[THE PROBLEM]
Arrange the lines of the entries below as a numbered list, omitting any blank lines.

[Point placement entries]

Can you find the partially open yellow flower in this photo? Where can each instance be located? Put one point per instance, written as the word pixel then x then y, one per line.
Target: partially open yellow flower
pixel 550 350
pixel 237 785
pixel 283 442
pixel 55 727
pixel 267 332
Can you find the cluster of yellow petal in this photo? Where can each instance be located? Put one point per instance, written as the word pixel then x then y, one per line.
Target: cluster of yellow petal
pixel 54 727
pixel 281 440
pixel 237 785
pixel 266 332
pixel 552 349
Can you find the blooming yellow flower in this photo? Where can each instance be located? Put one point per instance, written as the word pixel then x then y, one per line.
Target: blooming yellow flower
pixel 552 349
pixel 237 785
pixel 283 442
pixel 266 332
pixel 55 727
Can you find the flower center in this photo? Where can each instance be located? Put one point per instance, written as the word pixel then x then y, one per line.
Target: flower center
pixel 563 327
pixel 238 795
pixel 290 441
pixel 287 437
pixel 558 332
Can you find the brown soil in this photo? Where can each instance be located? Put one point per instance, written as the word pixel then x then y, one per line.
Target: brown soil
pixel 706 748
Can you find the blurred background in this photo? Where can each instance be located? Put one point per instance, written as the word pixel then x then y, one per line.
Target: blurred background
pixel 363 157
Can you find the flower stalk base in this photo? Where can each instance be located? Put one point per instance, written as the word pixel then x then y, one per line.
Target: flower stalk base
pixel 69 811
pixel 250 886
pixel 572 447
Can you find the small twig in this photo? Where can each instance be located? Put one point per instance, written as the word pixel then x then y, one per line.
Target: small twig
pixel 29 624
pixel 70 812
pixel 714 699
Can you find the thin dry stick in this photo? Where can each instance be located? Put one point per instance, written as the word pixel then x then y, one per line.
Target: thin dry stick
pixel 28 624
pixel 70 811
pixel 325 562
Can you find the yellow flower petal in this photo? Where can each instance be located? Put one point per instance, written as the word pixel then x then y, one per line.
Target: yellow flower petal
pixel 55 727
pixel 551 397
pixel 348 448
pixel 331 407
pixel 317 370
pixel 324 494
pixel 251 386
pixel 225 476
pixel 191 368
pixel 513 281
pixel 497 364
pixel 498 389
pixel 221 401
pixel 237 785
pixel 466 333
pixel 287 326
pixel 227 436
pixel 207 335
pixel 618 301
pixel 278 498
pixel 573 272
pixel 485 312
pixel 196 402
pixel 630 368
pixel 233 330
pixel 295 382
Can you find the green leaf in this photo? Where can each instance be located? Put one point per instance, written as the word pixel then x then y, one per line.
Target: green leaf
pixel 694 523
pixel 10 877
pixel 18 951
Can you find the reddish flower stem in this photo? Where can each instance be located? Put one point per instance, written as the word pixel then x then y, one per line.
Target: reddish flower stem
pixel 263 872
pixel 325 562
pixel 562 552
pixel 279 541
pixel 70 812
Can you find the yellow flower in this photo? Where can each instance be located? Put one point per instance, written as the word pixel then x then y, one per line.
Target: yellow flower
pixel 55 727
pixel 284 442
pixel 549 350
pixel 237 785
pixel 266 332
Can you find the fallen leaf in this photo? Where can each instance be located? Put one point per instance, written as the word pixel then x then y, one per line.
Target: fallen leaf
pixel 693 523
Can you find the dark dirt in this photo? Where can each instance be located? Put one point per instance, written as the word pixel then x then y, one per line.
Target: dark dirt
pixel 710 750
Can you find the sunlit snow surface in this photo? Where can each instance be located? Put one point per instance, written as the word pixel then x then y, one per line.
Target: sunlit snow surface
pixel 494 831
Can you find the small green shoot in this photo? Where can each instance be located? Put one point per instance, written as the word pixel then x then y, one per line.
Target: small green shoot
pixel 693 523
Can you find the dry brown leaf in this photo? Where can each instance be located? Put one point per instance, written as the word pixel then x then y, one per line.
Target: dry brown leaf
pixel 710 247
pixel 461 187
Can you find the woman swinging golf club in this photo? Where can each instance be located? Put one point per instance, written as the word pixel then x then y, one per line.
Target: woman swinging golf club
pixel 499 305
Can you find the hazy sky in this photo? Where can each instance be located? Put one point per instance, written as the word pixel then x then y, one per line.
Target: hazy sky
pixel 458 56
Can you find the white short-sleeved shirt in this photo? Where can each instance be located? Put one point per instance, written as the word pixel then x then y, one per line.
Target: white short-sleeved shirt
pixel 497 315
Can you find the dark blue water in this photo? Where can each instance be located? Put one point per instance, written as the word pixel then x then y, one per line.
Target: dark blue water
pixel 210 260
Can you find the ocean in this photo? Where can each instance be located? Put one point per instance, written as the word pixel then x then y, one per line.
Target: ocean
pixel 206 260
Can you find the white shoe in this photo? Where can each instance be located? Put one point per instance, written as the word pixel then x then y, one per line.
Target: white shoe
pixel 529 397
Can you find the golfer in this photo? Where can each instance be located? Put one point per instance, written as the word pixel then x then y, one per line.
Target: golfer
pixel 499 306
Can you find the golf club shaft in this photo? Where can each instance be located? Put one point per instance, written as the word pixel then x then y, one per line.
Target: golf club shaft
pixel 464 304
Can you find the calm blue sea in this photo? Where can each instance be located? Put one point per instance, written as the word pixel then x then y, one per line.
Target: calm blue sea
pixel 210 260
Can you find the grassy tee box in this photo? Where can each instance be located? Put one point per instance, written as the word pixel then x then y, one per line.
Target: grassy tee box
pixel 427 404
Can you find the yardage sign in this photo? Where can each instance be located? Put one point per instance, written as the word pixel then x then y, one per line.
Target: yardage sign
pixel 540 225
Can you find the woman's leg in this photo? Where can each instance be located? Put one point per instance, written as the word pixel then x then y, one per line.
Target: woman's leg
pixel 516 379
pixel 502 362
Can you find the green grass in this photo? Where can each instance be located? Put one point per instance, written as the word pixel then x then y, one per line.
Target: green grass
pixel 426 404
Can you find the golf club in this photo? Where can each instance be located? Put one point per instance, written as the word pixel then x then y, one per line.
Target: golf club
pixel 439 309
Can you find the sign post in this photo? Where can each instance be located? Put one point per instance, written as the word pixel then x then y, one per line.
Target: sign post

[EXERCISE SOLUTION]
1. Can you find the partially open yellow flower in this photo? Where can each instance be located? Put one point per instance, written as the word pixel then x then y, one per line.
2. Target: partially open yellow flower
3. pixel 550 350
4. pixel 237 785
5. pixel 283 442
6. pixel 55 727
7. pixel 267 332
8. Can you find the cluster of yellow petal in this photo? Where can each instance be located? Put one point per instance, written as the word pixel then x then y, one per line.
9. Target: cluster of yellow petal
10. pixel 54 727
11. pixel 281 440
12. pixel 237 785
13. pixel 266 332
14. pixel 552 349
15. Can you find the blooming yellow flower in this photo? Where can each instance be located? Put one point per instance, written as the word pixel then x then y, one per line.
16. Target: blooming yellow flower
17. pixel 552 349
18. pixel 237 785
19. pixel 283 442
20. pixel 266 332
21. pixel 55 727
22. Can you find the flower center in this photo? Where can each instance be located? Put one point per instance, written as the word pixel then x then y, one per line.
23. Target: flower center
24. pixel 563 327
25. pixel 238 795
26. pixel 290 441
27. pixel 287 437
28. pixel 558 332
29. Can you find the brown soil in this photo? Where can each instance be located? Put one point per instance, written as the word pixel then x then y, one per line.
30. Target: brown soil
31. pixel 706 748
32. Can you find the blurred background in this photo? Where can each instance be located? Put one point per instance, written as the word pixel then x then y, one per line.
33. Target: blurred background
34. pixel 363 157
35. Can you find the flower stalk base in this photo? Where can each instance be located? Put one point per instance, written as the word pixel then x then y, one per line.
36. Target: flower stalk base
37. pixel 69 811
38. pixel 250 886
39. pixel 572 447
40. Can you find the small twig in this photo? Where can each instance be located? Put one point per instance, written as the word pixel then x then y, one per line.
41. Target: small twig
42. pixel 29 624
43. pixel 70 812
44. pixel 714 699
45. Can you find the thin dry stick in this photo? Where can each instance be located? Put one point per instance, written as the word pixel then x then y, one per line.
46. Target: thin dry stick
47. pixel 28 624
48. pixel 70 811
49. pixel 325 562
50. Can you find the yellow flower petal in this photo? Where can each instance be located? Put one point per instance, written as the word pixel then x then y, one per line.
51. Target: yellow flower petal
52. pixel 55 727
53. pixel 551 397
54. pixel 348 448
55. pixel 331 407
56. pixel 317 370
57. pixel 324 494
58. pixel 251 386
59. pixel 225 476
60. pixel 191 368
61. pixel 513 281
62. pixel 497 364
63. pixel 498 389
64. pixel 221 401
65. pixel 237 785
66. pixel 466 333
67. pixel 287 326
68. pixel 227 436
69. pixel 207 335
70. pixel 618 301
71. pixel 278 498
72. pixel 573 272
73. pixel 485 312
74. pixel 196 402
75. pixel 630 368
76. pixel 233 330
77. pixel 295 382
78. Can you find the green leaf in this photo? Where can each instance be located? Put one point per instance, written as the word pixel then x then y, one per line.
79. Target: green leaf
80. pixel 694 523
81. pixel 10 877
82. pixel 18 951
83. Can you find the reddish flower stem in this photo? Where can each instance be located? Put one point per instance, written as the word pixel then x then y, one per line.
84. Target: reddish flower stem
85. pixel 263 872
86. pixel 325 562
87. pixel 562 552
88. pixel 279 541
89. pixel 70 812
90. Can you find the yellow flower in this photo? Where can each instance be located? Put one point per instance, written as the word pixel then x then y, one per line.
91. Target: yellow flower
92. pixel 55 727
93. pixel 284 442
94. pixel 549 350
95. pixel 237 785
96. pixel 266 332
97. Can you find the fallen leaf in this photo? Where can each instance be located? Put one point per instance, written as the word pixel then x then y, one per line.
98. Target: fallen leaf
99. pixel 693 523
100. Can you find the dark dirt in this photo? Where can each instance be located? Put one point per instance, written as the word pixel then x then y, one per line.
101. Target: dark dirt
102. pixel 710 750
103. Can you find the sunlit snow surface in this photo? Where can each instance be located? Put one point per instance, written as the word pixel then x then y, one per line.
104. Target: sunlit snow surface
105. pixel 494 831
106. Can you find the small green shoot in this photo? Where can each instance be located? Put one point per instance, written as the word pixel then x then y, one per line.
107. Target: small green shoot
108. pixel 693 523
109. Can you find the dry brown leaf in this photo? Where can each instance be located? Put one point per instance, written as the word pixel then x then y, one per line.
110. Target: dry brown leaf
111. pixel 710 247
112. pixel 461 187
113. Can you find the woman swinging golf club in this photo? Where can each instance be located? Put one point per instance, written as the word pixel then x then y, one per line.
114. Target: woman swinging golf club
115. pixel 499 305
116. Can you find the hazy sky in this photo? Where can each instance be located? Put one point per instance, written as the word pixel then x then y, one per line.
117. Target: hazy sky
118. pixel 458 56
119. Can you find the white short-sleeved shirt in this photo? Where can each instance be located? Put one point per instance, written as the word pixel then x then y, one per line.
120. Target: white short-sleeved shirt
121. pixel 497 315
122. Can you find the dark blue water in this photo? Where can each instance be located? Put one point per instance, written as the word pixel then x then y, one per line.
123. Target: dark blue water
124. pixel 210 260
125. Can you find the ocean in this photo? Where can each instance be located? Put one point per instance, written as the word pixel then x then y, one per line.
126. Target: ocean
127. pixel 206 260
128. Can you find the white shoe in this photo? Where can each instance be located? Put one point per instance, written as the word pixel then x then y, one per line.
129. Target: white shoe
130. pixel 529 397
131. Can you find the golfer in this photo? Where can each instance be located? Put one point per instance, written as the word pixel then x then y, one per line.
132. Target: golfer
133. pixel 499 306
134. Can you find the golf club shaft in this photo? Where can each instance be located? Put one point per instance, written as the word pixel then x then y, one per line.
135. Target: golf club shaft
136. pixel 464 304
137. Can you find the calm blue sea in this photo? Where can each instance be located? Put one point per instance, written as the word pixel then x then y, one per line.
138. Target: calm blue sea
139. pixel 210 260
140. Can you find the grassy tee box in this photo? Where can each instance be located? Put one point per instance, written as the word pixel then x then y, one per line.
141. Target: grassy tee box
142. pixel 427 404
143. Can you find the yardage sign in this photo? Where can each instance be located? Put one point per instance, written as the word pixel then x then y, one per line.
144. Target: yardage sign
145. pixel 540 225
146. Can you find the woman's leg in this photo? Where can each instance be located? Put one point per instance, written as the word pixel then x then y, one per line.
147. Target: woman's leg
148. pixel 516 379
149. pixel 502 362
150. Can you find the green grass in this photo? Where can each instance be located? Put one point per instance, written as the word pixel then x then y, one per line.
151. Target: green grass
152. pixel 426 404
153. Can you find the golf club in this photo? Where can each instance be located? Put one point per instance, written as the word pixel then x then y, one per line.
154. Target: golf club
155. pixel 439 309
156. Can you find the sign post in this photo? Where can each instance be located? Put one point per instance, written as the word pixel then x then y, one per line.
157. Target: sign post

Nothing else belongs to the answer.